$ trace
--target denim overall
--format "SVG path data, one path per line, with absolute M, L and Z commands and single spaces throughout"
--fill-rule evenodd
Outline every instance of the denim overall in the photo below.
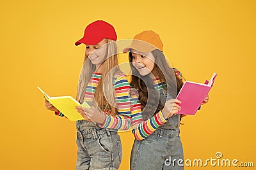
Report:
M 172 99 L 159 90 L 161 103 Z M 184 169 L 183 148 L 179 136 L 180 115 L 173 115 L 145 139 L 135 139 L 131 155 L 132 170 Z M 174 160 L 174 161 L 173 161 Z M 179 163 L 178 163 L 179 162 Z
M 76 122 L 76 170 L 118 169 L 122 145 L 117 131 L 102 129 L 85 120 Z

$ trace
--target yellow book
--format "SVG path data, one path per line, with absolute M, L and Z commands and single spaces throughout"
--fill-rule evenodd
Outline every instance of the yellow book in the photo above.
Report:
M 89 104 L 88 104 L 86 101 L 81 104 L 72 96 L 50 97 L 39 87 L 37 87 L 37 88 L 44 94 L 45 99 L 60 112 L 63 113 L 70 120 L 76 121 L 79 120 L 84 120 L 81 114 L 77 111 L 76 106 L 83 106 L 84 108 L 90 108 Z

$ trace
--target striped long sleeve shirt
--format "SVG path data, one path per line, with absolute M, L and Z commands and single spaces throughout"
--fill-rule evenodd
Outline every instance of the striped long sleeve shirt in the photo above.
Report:
M 93 95 L 97 87 L 101 78 L 101 74 L 93 73 L 87 85 L 84 101 L 92 103 L 93 101 Z M 109 109 L 104 110 L 106 119 L 102 124 L 97 125 L 102 128 L 113 129 L 127 130 L 131 127 L 131 102 L 130 102 L 130 84 L 125 74 L 120 71 L 117 72 L 113 79 L 113 86 L 116 97 L 116 116 L 108 115 L 111 111 Z M 56 115 L 65 116 L 63 113 L 58 112 Z
M 177 78 L 182 79 L 182 74 L 179 71 L 176 69 L 173 71 Z M 164 88 L 159 78 L 154 80 L 154 84 L 156 90 L 160 90 Z M 166 84 L 164 84 L 164 85 Z M 152 134 L 161 125 L 166 122 L 167 120 L 165 119 L 162 110 L 161 110 L 150 118 L 144 121 L 141 114 L 141 104 L 138 100 L 138 94 L 135 94 L 135 92 L 131 90 L 131 119 L 132 133 L 138 140 L 142 140 Z

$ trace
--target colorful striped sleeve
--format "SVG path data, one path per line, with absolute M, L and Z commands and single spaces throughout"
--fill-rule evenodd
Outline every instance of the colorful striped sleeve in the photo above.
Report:
M 162 111 L 144 121 L 141 113 L 141 104 L 138 99 L 138 94 L 131 89 L 131 120 L 132 133 L 138 140 L 142 140 L 152 134 L 159 126 L 167 122 Z
M 98 124 L 102 128 L 127 130 L 131 127 L 130 84 L 126 76 L 118 72 L 113 79 L 113 86 L 116 97 L 117 115 L 106 115 L 105 122 Z

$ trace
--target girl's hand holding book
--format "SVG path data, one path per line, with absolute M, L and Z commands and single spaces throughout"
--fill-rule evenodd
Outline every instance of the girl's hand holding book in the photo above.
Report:
M 181 103 L 181 101 L 175 99 L 170 99 L 165 103 L 164 107 L 162 110 L 165 119 L 177 113 L 180 110 L 180 106 L 178 103 Z

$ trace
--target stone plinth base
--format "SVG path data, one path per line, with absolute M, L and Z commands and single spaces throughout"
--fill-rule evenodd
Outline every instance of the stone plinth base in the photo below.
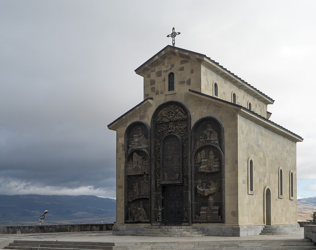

##############################

▸ GOAL OF THE EXERCISE: Please reproduce the material from its start through the line containing "M 177 78 L 182", requests included and pictures omitted. In the answers, multiply every path coordinate by 1.45 and round to whole numbers with halves going up, leaving the numbers in the requests and format samples unchanged.

▸ SOLUTION TO THIS PROBLEM:
$ trace
--target denim overall
--format "SVG path data, one path per line, with absolute M, L and Z commands and single spaces throughout"
--fill-rule evenodd
Outline every instance of the denim overall in the photo below.
Report:
M 249 144 L 231 131 L 233 149 Z M 267 245 L 265 215 L 260 197 L 261 167 L 251 167 L 210 202 L 196 202 L 190 225 L 191 247 Z M 252 232 L 252 233 L 251 233 Z M 260 236 L 258 236 L 260 235 Z
M 110 177 L 110 247 L 171 245 L 177 210 L 170 190 L 148 187 L 123 174 Z

$ trace
--target yellow book
--format "SVG path data, one path per line, with absolute M, L and Z commands and single spaces throughout"
--fill-rule evenodd
Outline every instance of the yellow book in the photo above.
Report:
M 129 151 L 128 151 L 125 146 L 117 151 L 104 139 L 73 141 L 57 126 L 54 126 L 54 128 L 64 136 L 65 144 L 87 162 L 91 164 L 102 174 L 110 175 L 115 174 L 122 174 L 117 165 L 112 161 L 110 154 L 120 154 L 122 157 L 131 157 Z

$ trace
--target striped long sleeve shirt
--format "SVG path data, one path per line, with absolute M, L and Z commands and single spaces throughout"
--fill-rule evenodd
Outline every instance of the striped long sleeve shirt in the photo above.
Report:
M 135 138 L 141 126 L 146 113 L 146 107 L 135 106 L 126 123 L 122 146 L 133 149 L 135 146 Z M 158 158 L 151 160 L 154 173 L 148 180 L 141 181 L 148 186 L 164 187 L 184 189 L 190 184 L 190 148 L 189 148 L 189 122 L 181 107 L 174 103 L 170 104 L 164 115 L 164 125 L 168 141 L 168 168 L 157 167 L 161 161 Z M 81 167 L 94 168 L 91 164 L 84 162 Z
M 257 113 L 264 115 L 264 107 L 260 103 L 255 100 L 251 103 Z M 238 128 L 231 113 L 223 116 L 223 122 L 226 131 L 232 131 Z M 241 122 L 238 122 L 238 123 Z M 220 194 L 233 181 L 241 177 L 242 174 L 239 173 L 235 160 L 233 160 L 218 171 L 209 175 L 204 165 L 204 151 L 200 145 L 200 136 L 196 136 L 196 133 L 190 131 L 190 173 L 191 193 L 200 203 L 206 203 Z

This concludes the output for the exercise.